Task details:
Everything from the line containing "Hi there! Can you please detect the red" through the last line of the records must be returned verbatim, and nothing outside that range.

Exercise materials:
-- Opening Marker --

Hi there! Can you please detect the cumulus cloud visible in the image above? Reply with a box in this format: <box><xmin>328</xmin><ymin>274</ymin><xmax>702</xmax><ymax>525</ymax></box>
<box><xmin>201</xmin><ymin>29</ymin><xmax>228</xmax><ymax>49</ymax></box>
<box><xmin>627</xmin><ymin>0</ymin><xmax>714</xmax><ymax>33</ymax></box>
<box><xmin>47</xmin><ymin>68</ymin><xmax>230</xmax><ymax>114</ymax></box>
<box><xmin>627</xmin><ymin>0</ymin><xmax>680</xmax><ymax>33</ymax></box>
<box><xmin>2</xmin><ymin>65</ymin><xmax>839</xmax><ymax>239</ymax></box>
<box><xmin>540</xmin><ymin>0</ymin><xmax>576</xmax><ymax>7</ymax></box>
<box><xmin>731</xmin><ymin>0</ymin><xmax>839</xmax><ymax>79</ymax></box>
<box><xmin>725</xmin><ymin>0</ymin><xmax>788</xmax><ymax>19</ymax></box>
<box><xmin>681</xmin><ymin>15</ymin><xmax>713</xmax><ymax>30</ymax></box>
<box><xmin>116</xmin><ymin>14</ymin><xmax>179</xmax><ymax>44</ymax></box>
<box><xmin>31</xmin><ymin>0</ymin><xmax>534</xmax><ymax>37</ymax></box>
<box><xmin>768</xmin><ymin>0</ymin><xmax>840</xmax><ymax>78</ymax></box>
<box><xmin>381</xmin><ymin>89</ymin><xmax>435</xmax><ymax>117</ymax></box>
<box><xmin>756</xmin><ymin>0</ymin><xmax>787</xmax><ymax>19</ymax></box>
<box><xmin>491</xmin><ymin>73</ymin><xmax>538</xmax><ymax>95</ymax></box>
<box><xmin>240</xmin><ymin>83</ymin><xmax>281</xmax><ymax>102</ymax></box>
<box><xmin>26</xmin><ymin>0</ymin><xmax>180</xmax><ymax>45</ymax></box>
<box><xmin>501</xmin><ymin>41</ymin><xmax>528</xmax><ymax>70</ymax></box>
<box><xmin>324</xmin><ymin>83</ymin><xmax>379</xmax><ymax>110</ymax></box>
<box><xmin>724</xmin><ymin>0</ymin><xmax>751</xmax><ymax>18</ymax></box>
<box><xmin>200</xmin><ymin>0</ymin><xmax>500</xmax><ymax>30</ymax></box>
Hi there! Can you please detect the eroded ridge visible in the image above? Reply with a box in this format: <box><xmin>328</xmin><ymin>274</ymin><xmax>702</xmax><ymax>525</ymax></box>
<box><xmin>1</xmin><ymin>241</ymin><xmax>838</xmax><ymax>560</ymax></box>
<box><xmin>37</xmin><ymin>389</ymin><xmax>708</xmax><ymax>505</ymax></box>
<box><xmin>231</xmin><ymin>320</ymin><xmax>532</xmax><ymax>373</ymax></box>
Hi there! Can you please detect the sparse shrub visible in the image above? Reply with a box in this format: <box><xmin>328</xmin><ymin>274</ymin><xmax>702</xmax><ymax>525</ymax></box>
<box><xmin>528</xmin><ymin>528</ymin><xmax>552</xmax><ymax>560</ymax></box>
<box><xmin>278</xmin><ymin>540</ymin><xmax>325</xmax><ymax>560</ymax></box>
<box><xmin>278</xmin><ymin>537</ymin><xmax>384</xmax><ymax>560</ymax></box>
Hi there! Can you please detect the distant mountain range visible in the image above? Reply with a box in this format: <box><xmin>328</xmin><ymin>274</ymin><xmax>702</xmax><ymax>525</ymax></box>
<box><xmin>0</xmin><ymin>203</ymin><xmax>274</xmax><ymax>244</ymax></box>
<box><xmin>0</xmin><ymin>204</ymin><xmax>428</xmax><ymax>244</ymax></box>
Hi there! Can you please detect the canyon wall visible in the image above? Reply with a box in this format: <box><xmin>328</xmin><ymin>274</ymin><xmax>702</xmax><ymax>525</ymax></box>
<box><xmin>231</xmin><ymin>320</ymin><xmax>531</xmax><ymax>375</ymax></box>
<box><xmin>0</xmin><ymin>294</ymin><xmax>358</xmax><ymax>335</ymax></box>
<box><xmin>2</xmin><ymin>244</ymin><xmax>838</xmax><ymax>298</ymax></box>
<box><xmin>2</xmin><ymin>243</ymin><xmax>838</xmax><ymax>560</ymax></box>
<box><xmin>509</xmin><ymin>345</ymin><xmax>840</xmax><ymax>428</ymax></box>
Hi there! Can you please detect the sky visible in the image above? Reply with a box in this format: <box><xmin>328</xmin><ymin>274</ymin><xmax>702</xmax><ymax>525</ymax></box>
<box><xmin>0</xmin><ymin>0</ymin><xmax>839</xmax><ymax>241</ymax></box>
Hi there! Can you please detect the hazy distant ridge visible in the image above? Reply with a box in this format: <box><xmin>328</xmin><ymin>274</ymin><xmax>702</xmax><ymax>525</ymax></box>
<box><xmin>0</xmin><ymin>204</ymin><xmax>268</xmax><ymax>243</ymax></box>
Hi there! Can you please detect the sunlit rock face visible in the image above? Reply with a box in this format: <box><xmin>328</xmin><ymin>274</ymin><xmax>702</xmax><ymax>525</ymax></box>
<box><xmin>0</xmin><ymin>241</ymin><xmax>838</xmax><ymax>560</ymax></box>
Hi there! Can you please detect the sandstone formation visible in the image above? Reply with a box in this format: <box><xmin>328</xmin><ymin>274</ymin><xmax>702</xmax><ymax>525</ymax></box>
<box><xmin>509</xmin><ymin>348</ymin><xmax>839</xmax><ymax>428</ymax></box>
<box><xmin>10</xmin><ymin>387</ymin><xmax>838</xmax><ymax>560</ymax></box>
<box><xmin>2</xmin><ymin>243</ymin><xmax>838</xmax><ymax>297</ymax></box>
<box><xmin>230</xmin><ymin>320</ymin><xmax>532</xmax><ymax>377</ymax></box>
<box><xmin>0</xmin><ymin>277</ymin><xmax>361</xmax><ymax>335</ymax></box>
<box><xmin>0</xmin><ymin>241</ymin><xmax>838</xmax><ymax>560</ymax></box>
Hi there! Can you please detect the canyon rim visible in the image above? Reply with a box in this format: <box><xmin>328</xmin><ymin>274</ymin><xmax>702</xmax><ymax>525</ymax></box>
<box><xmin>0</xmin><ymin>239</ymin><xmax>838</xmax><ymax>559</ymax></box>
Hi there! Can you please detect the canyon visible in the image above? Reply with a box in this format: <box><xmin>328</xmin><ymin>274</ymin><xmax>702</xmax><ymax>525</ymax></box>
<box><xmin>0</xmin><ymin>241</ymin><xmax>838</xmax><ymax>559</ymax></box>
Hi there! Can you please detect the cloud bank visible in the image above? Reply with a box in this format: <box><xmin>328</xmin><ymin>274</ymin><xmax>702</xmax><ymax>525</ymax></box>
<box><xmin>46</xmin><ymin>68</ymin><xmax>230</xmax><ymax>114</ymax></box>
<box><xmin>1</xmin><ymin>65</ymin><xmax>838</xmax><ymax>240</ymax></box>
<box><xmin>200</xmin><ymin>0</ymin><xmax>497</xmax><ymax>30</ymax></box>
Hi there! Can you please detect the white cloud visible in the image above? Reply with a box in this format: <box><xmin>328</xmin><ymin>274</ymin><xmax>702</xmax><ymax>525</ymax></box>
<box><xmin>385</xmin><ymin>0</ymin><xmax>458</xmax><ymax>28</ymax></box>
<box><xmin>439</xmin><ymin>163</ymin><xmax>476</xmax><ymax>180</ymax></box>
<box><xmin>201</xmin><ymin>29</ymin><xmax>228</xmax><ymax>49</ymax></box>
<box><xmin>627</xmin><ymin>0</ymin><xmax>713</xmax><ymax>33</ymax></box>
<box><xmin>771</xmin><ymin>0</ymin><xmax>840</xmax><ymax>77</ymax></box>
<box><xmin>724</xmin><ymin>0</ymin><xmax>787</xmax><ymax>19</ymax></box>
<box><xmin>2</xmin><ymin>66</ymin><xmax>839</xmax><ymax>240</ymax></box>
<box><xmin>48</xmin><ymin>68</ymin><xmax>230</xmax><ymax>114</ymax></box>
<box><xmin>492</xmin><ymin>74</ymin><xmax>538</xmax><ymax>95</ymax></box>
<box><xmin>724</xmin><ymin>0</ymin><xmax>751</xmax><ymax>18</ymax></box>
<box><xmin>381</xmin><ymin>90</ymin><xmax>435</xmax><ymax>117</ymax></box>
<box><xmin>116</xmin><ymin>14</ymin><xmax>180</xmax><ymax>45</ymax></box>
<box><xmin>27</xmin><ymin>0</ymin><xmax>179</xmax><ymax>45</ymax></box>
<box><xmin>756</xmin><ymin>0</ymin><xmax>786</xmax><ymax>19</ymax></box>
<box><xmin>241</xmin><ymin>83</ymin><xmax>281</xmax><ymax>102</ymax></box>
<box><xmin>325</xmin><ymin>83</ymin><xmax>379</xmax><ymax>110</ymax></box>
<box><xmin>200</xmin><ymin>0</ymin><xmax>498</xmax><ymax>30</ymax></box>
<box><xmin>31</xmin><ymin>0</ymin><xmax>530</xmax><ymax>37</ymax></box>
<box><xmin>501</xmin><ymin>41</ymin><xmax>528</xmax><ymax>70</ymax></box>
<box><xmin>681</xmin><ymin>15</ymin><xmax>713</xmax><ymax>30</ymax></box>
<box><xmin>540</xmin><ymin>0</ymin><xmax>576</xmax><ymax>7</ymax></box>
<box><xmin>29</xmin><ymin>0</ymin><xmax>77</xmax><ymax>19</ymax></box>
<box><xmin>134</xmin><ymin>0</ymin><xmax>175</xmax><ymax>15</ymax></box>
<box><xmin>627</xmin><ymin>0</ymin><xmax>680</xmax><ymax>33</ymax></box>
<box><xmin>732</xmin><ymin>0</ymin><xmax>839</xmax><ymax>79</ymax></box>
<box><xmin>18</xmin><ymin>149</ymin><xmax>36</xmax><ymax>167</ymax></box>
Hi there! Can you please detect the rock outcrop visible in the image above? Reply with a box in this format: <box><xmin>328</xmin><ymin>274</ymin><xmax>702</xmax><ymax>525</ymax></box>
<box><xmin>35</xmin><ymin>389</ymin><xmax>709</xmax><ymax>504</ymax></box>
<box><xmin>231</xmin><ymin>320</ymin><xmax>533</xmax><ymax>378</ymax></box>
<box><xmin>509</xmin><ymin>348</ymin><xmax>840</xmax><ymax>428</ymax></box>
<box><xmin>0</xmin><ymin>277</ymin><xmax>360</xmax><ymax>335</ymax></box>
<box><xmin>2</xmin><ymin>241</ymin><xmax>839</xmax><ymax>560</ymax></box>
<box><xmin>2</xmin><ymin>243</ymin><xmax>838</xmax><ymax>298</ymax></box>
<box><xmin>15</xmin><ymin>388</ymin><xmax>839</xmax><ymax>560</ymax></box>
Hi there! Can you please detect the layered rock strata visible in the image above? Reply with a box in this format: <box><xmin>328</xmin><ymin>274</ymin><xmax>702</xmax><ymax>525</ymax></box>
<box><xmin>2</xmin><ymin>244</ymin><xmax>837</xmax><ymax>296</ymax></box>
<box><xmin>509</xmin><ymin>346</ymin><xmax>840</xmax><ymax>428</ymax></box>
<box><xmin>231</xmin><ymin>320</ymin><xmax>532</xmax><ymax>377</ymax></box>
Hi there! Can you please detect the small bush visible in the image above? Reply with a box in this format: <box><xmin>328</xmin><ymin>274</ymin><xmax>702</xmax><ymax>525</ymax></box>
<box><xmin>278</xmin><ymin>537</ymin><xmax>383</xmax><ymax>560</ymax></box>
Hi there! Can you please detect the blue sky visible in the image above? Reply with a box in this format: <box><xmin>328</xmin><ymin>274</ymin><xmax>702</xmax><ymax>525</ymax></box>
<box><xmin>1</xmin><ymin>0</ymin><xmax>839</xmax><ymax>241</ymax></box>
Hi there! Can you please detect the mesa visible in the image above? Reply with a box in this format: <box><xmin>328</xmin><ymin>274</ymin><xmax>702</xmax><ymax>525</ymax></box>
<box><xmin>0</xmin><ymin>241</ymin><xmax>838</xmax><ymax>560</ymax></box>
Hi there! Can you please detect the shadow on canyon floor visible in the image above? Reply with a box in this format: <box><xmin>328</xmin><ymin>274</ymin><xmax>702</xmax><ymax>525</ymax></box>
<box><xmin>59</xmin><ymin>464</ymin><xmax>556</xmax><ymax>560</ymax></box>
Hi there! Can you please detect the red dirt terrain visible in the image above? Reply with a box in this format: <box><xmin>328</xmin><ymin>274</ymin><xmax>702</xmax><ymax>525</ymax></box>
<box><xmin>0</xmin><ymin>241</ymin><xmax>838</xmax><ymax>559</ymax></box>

-- Closing Marker --

Finished task:
Hi there! Can you please detect the red dirt terrain visible in the image above? Reply with a box in this format: <box><xmin>328</xmin><ymin>274</ymin><xmax>702</xmax><ymax>525</ymax></box>
<box><xmin>0</xmin><ymin>241</ymin><xmax>838</xmax><ymax>559</ymax></box>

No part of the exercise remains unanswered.